Problem description: Reproduce the records below word for word, keeping each line in its original order.

Data:
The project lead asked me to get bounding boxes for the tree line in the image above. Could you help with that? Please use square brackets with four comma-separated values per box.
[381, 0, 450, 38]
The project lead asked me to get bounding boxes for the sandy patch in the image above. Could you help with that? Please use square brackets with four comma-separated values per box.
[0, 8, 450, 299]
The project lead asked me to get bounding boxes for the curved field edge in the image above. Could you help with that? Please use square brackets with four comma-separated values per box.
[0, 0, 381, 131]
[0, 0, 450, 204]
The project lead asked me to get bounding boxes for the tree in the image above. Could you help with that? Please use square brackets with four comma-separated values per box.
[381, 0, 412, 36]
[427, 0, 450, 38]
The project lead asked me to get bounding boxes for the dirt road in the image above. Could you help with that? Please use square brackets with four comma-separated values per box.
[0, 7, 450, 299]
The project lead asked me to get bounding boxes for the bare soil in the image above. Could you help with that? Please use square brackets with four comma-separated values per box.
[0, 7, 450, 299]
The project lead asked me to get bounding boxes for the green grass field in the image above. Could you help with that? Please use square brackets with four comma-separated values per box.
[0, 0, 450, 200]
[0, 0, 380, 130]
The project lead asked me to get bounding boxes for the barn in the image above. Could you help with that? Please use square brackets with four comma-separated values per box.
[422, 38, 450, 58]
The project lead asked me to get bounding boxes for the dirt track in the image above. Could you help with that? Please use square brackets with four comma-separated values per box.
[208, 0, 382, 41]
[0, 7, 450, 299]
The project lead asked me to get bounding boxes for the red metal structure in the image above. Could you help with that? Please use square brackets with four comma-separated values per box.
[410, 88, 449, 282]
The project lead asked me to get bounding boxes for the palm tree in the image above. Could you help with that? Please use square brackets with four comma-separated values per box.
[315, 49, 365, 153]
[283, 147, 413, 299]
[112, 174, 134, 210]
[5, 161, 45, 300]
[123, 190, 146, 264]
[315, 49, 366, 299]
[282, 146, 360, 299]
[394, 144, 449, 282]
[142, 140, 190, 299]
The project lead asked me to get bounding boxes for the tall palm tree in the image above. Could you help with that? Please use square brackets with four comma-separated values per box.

Full response:
The project lead asked me to get bounding boxes for the tree line in the image above. Could you help with that? Please use square brackets with four comma-separated values per box.
[381, 0, 450, 38]
The project lead asked me to get bounding boxes for the sandy patch in the image above. Could you help with that? Please use square brackets with four comma-separated values per box.
[0, 8, 450, 299]
The project lead asked me to get bounding boxes for the curved field edge in the image above. Could you help with that? Please use square brackets with four comma-separated values per box.
[0, 0, 381, 131]
[0, 0, 450, 204]
The project lead asked me to get bounding boxes for the tree in the image above. Could you help with that? Please use square brackets with four comma-separated values per box.
[381, 0, 412, 36]
[427, 0, 450, 38]
The project lead asked me to get bounding boxes for the dirt road in the image above. Could you help with that? Please use square brackets with four comma-separated values per box.
[0, 7, 450, 299]
The project lead asked me to get bounding boxes for the bare soil in the image above. Could you help with that? Please use square brackets with four comma-separated values per box.
[0, 7, 450, 299]
The project lead asked me to get bounding boxes for the green grass field in the image above. Could you help with that? Please use square brackets with four comma-separated values per box.
[0, 0, 450, 200]
[0, 0, 380, 130]
The project lead asked me to get bounding boxes for the barn in the image above. Could you help with that? Please use square brackets with four comma-separated values per box.
[422, 38, 450, 58]
The project lead asked me to get bounding boxes for the dirt track in the image above. Could you help with that? Please use square brackets with four comma-separated values per box.
[208, 0, 382, 41]
[0, 7, 450, 299]
The project lead asked me to get bounding boxes for the red metal structure in the image above. Could you help with that? Please use square brackets with four comma-separated values per box.
[410, 88, 449, 282]
The project lead asked me to get bounding boxes for the palm tree in the image above. Could you help with that? Please use square brackets with four comma-separated values per box.
[315, 49, 365, 153]
[283, 147, 413, 299]
[112, 174, 134, 210]
[5, 161, 45, 300]
[123, 190, 146, 264]
[315, 49, 366, 299]
[282, 146, 360, 299]
[394, 144, 449, 282]
[142, 140, 190, 299]
The project lead asked me to get bounding boxes for the tall palm tree in the image above. Could you help with that? Please use square brackets with four comma-separated values per box.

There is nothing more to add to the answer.